>> BEGIN
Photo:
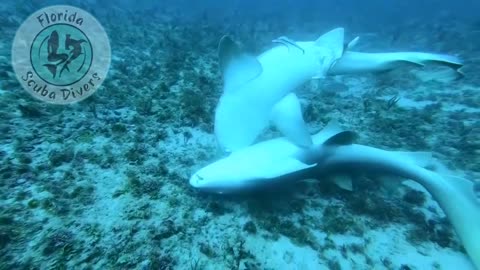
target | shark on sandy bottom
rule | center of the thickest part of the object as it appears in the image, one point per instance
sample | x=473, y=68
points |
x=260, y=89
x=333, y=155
>> END
■ Task to carry out
Reproduce the records above verbatim, leaving out the pictures.

■ Output of the task
Photo:
target | shark on sandy bottom
rule | center of the thickest part of the object as it appears in the image, one point per instance
sample | x=473, y=68
points |
x=260, y=89
x=333, y=155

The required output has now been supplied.